WHAT TO WORK ON:
Reproduce verbatim the portion of the essay on file names that begins at the words "Last night I" and stops after the words "on this one.".

SOURCE EXCERPT:
((
Last night I had an interesting dream. It had to do with a thing like Finder or a file browser. I was manipulating little chip-sized tokens, dropping them into or onto the browser. They were basically functions, and they were manipulating the file names. Fundamentally they were map and reduce kinds of things, and they were helping me do whatever it was that I was doing.

I then sort of dreamed and sort of thought about the idea, and now that I’m awake (I believe), I’ve decided to write about it.

Expect that I’ll be using terms here metaphorically. I’ll not be trying to be precise in terminology, at least not yet, probably never. By the time I’m done, I’ll probably draw some rough pictures. I have no idea where this leads: probably nowhere. Probably, cubed. Very long odds on this one.

A file name is basically a very long string. In that string, the slash character (/) and the dot character (.) have somewhat special meanings. We think of the things between slashes as folder names, and the final bit after the last slash as the file name. The bit after the last dot is the extension.

In the Dream Folders context, these are just conventions. There is a thing called a file, and it has a name, which is just that very long string. We think of those file name strings as the fundamental name. Internally, are things organized into folders like /Users/ron/Documents? We don’t know. We do know that the name of this file I’m writing is

/Users/ron/Dropbox/rj-com-db/articles/018-01ff/dream-folders/index.md

Now suppose we were looking at a list of all the file names on the whole system, just a flat list. It would be quite long, starting with

/Applications/Alfred.app
/Applications/App Cleaner.app
/Applications/App Store.app
/Applications/Automator.app
/Applications/Calculator.app
/Applications/Calendar.app
/Applications/Chess.app

with this file’s name somewhere in there:

/Users/ron/Dropbox/rj-com-db/articles/018-01ff/dream-folders/index.md

and ending, I don’t know, with

/var/yp/binding~orig

… whatever that is. And there’d be upwards of half a million lines in the list.
))
RECORD EXTRACTS:
((
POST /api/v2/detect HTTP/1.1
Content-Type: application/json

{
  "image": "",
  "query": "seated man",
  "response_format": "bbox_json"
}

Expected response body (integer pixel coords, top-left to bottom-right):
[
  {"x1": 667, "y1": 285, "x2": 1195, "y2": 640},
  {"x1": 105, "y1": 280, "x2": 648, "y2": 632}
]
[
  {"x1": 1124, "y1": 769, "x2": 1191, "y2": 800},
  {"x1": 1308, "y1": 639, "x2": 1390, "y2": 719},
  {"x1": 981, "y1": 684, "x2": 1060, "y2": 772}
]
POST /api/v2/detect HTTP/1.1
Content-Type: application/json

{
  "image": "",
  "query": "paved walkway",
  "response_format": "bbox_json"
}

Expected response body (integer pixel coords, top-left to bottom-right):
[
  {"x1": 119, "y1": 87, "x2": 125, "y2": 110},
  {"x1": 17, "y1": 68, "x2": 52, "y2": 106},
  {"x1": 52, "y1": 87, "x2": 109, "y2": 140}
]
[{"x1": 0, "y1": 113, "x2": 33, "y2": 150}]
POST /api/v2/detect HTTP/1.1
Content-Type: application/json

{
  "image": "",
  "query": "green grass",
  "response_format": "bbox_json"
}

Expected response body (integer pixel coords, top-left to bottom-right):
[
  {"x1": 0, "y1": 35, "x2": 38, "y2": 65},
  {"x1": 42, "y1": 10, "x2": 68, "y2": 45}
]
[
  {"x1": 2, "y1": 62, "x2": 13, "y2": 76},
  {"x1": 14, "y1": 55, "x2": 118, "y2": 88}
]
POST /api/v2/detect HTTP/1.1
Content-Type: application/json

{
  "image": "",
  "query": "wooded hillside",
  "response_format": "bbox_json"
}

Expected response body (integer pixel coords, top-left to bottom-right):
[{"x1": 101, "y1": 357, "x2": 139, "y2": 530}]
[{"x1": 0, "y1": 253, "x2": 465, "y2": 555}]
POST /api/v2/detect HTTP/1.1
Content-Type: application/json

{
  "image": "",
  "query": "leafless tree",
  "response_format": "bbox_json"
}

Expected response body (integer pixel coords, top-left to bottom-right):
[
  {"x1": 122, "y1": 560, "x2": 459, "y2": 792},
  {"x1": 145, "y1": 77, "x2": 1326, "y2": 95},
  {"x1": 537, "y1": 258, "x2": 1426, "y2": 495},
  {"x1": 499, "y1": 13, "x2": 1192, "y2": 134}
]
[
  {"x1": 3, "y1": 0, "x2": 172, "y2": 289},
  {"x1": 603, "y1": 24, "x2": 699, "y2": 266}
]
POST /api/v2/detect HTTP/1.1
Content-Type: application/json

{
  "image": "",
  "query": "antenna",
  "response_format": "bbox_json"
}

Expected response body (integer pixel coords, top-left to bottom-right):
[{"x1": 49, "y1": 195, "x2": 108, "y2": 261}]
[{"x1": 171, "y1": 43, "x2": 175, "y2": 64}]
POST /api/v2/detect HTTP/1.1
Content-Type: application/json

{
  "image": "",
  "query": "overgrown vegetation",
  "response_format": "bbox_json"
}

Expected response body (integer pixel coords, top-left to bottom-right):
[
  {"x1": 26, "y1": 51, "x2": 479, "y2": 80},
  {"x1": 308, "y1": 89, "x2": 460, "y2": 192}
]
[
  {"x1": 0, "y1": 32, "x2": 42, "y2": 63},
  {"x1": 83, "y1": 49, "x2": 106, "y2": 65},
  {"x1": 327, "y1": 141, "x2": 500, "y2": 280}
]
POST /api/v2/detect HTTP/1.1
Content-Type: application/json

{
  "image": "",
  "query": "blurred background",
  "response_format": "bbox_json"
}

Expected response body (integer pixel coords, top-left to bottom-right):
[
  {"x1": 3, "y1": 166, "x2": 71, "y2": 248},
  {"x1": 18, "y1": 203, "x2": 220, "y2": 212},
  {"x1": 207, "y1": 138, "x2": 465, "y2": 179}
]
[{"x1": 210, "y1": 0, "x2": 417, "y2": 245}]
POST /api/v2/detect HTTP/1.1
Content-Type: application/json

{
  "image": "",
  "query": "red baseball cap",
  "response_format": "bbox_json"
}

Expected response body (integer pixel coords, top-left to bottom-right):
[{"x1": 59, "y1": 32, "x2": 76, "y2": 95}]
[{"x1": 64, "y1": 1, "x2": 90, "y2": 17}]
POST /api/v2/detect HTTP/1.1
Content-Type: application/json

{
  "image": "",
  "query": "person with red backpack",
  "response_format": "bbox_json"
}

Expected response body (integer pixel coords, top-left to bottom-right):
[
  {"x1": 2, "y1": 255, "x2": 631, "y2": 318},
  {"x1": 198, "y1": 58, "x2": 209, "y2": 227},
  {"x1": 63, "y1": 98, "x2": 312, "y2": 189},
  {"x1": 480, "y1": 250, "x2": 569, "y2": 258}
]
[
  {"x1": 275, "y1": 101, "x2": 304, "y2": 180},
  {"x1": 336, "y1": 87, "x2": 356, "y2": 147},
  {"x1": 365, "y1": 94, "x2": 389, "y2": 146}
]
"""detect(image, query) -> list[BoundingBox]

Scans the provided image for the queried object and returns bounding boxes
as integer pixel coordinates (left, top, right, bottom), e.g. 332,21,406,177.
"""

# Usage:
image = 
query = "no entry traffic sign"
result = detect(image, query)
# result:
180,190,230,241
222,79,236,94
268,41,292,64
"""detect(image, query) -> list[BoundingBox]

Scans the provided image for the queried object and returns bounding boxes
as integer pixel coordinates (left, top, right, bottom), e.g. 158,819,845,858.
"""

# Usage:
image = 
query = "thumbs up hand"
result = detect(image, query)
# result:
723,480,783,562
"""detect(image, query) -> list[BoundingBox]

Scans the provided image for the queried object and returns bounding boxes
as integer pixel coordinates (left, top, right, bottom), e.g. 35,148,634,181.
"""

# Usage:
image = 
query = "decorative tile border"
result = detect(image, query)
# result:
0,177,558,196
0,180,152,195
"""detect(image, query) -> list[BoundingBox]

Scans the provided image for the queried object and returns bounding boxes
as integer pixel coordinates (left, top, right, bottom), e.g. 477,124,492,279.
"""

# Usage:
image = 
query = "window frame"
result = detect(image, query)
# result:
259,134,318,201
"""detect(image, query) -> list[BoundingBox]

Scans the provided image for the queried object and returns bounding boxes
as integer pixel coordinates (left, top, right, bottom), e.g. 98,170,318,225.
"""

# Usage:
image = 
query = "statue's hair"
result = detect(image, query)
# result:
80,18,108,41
))
ANSWER TO THE PROBLEM:
Last night I had an interesting dream. It had to do with a thing like Finder or a file browser. I was manipulating little chip-sized tokens, dropping them into or onto the browser. They were basically functions, and they were manipulating the file names. Fundamentally they were map and reduce kinds of things, and they were helping me do whatever it was that I was doing.

I then sort of dreamed and sort of thought about the idea, and now that I’m awake (I believe), I’ve decided to write about it.

Expect that I’ll be using terms here metaphorically. I’ll not be trying to be precise in terminology, at least not yet, probably never. By the time I’m done, I’ll probably draw some rough pictures. I have no idea where this leads: probably nowhere. Probably, cubed. Very long odds on this one.